_GIVEN INSTRUCTION_.
Copy out every line in the listing below that contains the word "trace", treating uppercase and lowercase letters as different.
— Start of TASK DATA —
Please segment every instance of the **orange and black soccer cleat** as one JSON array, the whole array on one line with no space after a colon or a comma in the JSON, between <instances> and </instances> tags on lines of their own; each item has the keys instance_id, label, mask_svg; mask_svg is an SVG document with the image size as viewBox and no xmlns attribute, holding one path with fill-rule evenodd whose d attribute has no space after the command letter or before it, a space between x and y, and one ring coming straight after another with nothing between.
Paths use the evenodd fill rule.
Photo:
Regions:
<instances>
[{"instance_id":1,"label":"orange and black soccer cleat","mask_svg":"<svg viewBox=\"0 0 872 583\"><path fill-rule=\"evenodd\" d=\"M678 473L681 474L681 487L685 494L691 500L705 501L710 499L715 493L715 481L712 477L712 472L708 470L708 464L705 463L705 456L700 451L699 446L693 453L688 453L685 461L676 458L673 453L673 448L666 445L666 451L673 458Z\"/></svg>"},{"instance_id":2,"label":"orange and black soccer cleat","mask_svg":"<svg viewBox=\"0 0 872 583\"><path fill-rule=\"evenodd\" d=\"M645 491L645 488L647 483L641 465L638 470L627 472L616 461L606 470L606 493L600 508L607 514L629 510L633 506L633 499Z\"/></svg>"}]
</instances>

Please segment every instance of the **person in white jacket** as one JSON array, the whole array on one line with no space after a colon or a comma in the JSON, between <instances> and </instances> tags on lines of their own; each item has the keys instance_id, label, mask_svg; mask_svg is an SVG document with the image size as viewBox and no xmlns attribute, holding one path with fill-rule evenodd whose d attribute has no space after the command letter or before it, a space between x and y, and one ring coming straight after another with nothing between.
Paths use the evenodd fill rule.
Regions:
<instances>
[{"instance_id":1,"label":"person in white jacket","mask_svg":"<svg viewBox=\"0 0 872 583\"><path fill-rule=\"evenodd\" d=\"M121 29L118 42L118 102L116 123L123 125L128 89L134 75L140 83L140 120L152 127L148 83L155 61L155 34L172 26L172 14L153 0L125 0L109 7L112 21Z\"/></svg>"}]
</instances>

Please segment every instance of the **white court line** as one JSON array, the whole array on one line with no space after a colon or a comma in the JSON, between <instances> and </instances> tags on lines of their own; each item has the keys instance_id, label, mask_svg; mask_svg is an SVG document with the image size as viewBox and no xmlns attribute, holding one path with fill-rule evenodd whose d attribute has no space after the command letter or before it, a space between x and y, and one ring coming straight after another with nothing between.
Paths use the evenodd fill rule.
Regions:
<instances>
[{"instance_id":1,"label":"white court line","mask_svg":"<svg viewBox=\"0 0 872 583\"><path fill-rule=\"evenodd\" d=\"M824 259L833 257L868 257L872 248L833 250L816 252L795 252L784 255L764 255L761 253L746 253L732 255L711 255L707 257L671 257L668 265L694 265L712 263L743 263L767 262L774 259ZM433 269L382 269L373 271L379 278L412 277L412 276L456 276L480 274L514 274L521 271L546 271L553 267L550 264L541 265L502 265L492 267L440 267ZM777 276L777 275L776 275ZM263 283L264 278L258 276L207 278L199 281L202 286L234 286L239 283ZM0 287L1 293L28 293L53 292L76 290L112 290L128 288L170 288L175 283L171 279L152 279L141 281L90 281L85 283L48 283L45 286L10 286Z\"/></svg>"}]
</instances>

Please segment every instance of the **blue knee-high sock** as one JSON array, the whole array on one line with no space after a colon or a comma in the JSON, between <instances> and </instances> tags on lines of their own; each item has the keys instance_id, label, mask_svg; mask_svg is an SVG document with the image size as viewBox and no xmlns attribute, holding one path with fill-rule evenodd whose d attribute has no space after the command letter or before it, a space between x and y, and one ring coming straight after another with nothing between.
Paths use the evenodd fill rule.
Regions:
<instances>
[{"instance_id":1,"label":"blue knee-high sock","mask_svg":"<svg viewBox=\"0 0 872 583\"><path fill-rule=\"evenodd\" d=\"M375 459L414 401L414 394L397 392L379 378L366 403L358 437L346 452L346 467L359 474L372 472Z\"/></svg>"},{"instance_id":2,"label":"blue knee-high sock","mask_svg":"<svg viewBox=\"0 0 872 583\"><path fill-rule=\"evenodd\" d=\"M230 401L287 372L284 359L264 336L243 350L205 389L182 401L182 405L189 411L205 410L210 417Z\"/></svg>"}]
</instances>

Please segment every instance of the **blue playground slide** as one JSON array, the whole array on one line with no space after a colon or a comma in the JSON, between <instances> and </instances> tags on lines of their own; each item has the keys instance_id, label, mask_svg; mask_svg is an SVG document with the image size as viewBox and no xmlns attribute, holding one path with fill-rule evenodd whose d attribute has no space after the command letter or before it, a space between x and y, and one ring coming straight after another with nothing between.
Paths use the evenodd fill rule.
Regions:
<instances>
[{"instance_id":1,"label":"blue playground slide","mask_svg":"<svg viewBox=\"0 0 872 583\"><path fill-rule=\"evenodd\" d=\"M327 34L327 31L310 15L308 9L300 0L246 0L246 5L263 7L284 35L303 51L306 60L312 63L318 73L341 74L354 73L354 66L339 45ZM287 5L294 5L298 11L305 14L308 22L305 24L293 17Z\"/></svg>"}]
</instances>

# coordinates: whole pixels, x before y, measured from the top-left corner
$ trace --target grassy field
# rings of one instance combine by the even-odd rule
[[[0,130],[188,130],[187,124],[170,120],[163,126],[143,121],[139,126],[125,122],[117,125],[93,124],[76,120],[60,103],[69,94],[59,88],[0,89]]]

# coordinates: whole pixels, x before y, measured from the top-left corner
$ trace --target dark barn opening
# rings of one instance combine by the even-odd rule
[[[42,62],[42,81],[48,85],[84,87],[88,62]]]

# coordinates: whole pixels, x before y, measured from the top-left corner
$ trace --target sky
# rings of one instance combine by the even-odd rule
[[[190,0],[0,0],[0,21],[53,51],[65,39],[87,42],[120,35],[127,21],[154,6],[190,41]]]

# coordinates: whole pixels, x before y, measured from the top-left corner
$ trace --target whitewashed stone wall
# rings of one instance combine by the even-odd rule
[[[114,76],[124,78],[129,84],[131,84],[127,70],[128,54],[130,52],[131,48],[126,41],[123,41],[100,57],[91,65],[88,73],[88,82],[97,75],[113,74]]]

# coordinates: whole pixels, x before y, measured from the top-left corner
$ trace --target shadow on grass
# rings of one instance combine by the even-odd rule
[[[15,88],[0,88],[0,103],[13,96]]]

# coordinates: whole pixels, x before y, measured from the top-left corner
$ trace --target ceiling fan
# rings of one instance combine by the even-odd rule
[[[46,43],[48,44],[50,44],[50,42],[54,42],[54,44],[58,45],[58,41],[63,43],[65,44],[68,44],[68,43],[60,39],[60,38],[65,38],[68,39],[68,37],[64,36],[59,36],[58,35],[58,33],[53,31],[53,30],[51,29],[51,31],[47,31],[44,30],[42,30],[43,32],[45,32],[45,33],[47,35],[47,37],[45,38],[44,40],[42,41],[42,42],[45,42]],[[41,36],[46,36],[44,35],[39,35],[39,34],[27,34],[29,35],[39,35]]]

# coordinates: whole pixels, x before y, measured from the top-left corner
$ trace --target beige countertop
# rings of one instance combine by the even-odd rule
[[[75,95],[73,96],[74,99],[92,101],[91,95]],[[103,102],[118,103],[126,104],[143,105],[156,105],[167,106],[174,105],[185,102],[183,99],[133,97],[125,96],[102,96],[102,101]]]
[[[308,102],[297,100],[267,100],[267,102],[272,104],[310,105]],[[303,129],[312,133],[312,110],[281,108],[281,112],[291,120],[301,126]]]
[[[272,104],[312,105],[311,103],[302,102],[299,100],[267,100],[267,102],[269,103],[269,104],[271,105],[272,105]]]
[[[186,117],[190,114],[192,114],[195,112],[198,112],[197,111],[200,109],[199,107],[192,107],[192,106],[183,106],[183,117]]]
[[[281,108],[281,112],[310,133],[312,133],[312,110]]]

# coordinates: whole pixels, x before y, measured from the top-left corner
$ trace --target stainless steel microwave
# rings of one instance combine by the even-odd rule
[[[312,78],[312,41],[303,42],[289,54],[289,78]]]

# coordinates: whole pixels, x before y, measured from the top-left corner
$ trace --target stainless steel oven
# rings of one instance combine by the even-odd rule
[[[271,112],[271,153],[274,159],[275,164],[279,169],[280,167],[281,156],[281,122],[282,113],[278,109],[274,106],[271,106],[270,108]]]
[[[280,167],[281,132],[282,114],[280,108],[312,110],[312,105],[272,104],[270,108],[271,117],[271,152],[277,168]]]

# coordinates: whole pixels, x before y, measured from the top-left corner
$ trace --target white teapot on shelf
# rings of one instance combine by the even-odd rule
— End of TASK DATA —
_RESULT OF THE EXERCISE_.
$ trace --target grassy field
$ trace --target dark barn opening
$ trace --target sky
$ trace --target whitewashed stone wall
$ trace --target shadow on grass
$ trace --target ceiling fan
$ trace --target beige countertop
$ trace --target stainless steel microwave
$ trace --target stainless steel oven
$ trace --target white teapot on shelf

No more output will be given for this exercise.